# Instructions to follow
In the thread on decorative rod wraps, condense the paragraph beginning "This is a 48 thread, 4-axis chevron" into a short list of steps, keeping its main facts.

# Excerpt
• • • • • • •

# Diamonds, Chevrons, Etc



## TreednNC (Jul 1, 2005)

Eager to learn how to do these wraps. Just curious as to if anybody knew of any particular piece of literature or tutorials I could order or find on line. Or if anybody has a way of explaining? Thanks!


----------



## Iceman (Jan 12, 2004)

Mudhole sells a video by Artie Herbert that goes into detail on how to do these wraps. I have an easier time learning by watching as opposed to reading and it provide good fundamentals of crosswraps.

Ron


----------



## TreednNC (Jul 1, 2005)

Thanks Ron...I'll deffinately look into it next time I make an order.


----------



## basstardo (Jun 5, 2006)

Flexcoat makes a couple books that go into decorative wraps. What I've done so far is just taken a look at as many rods as I can and tried to dissect the wrap with my eyes. You can figure them out pretty well if you look close enough.


----------



## TreednNC (Jul 1, 2005)

Dont have access to any pretty rods up close lol. Is most of this stuff done with A size thread?


----------



## basstardo (Jun 5, 2006)

For the most part, I think A is what's used. Since A is smaller and packs together to make a smoother surface, it looks better. I tried the Gudebrod butt braid (that just sounds wrong...) but I don't like it because it doesn't finish very smooth, and you have to have a pretty thick layer of epoxy over it. I haven't looked at too many of the really nice stuff up close, like the stuff Wayne does, but I have seen one of Scott Wood's wraps on his 1569 and it was really nice. Wayne's wraps are insane. Mostly what I look at to pick up ideas is just stock rods at Wally World. I can really pick out the flaws in them now that I know what goes into building them.

An afterthought is to give Ray at FishSticks a call. He gave me a rundown at the shop one day of a wrap he did on a 1267, and you'd be surprised how easy it is for some of those wraps.


----------



## TreednNC (Jul 1, 2005)

Thanks bass. Really appreciate it.


----------



## AtlantaKing (Jul 7, 2002)

This is a 48 thread, 4-axis chevron I did for a good friend. There are 4 bands of 48 threads each (two spiraling up clockwise and two spiraling up counterclockwise). Essentially, what you'd do to start is start with the bottom band of gold (for an inverse-V) and work upwards, through the white, the blue, the white and then gold. Lay down the thread one by one until the pattern is filled, but done in sequence. As this is a 4 axis wrap, there would be two pairs of two bands, a pair at the 0 degree axis, and a pair at the 180 degree axis. So, wrapping upwards, I'd go 0-cw, 0-ccw, 180-cw, 180-ccw (where the number is the axis and the letters are cw for clockwise and ccw for counter-clockwise). 192 threads later, wrap to secure, apply finish and done!


----------



## TreednNC (Jul 1, 2005)

• • • • • • •

# Provided material
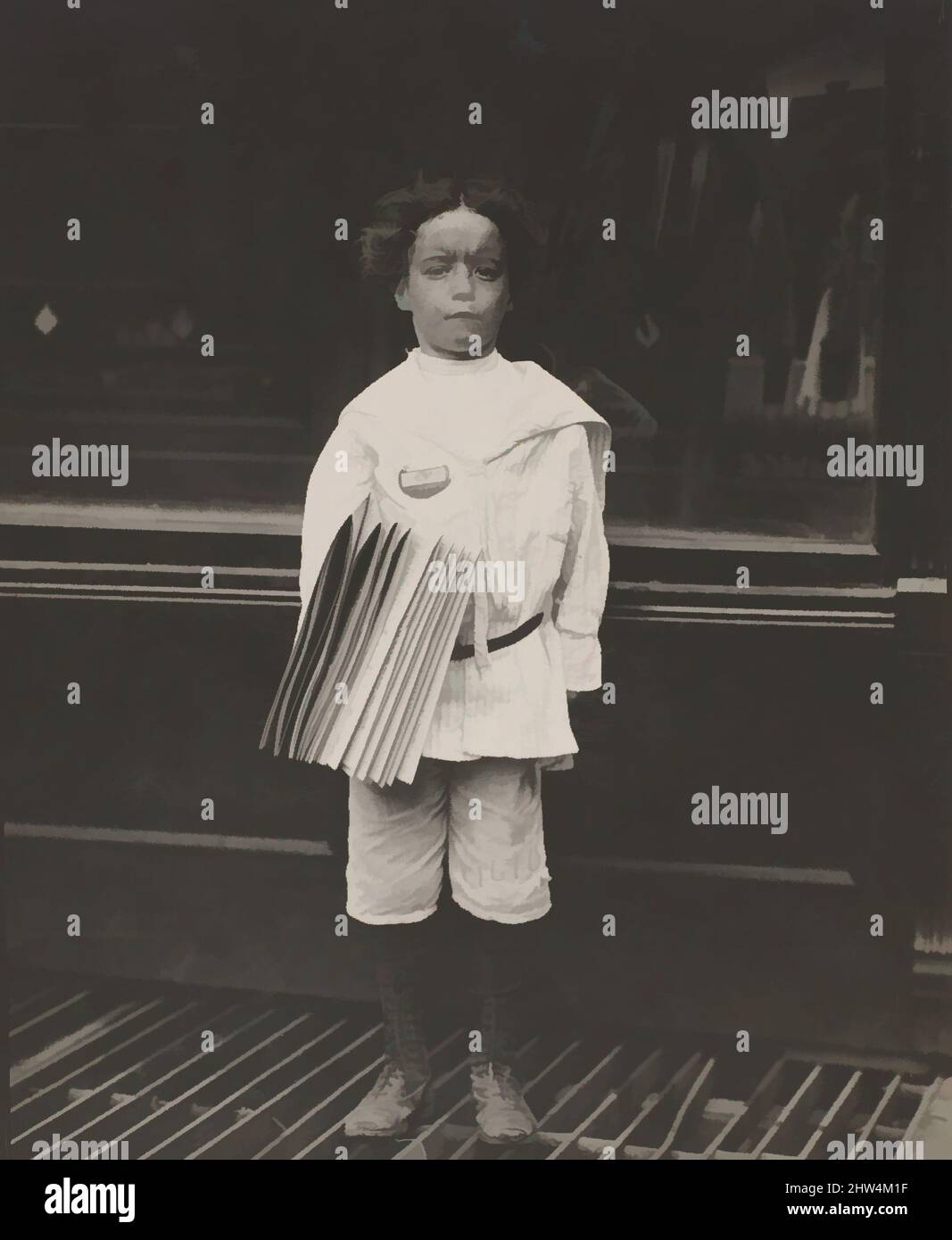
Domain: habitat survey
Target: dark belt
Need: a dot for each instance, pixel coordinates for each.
(507, 639)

• • • • • • •

# Written answer
- The wrap is a 48-thread, 4-axis chevron made of 4 bands of 48 threads each: two spiral up clockwise and two spiral up counterclockwise.
- For an inverse-V, start with the bottom band of gold and work upward through white, blue, white, and then gold.
- Lay the threads one at a time, in sequence, until the pattern is filled.
- The bands form two pairs, one at the 0-degree axis and one at the 180-degree axis. Wrap upward in the order 0-clockwise, 0-counterclockwise, 180-clockwise, 180-counterclockwise.
- After all 192 threads, wrap to secure and apply the finish.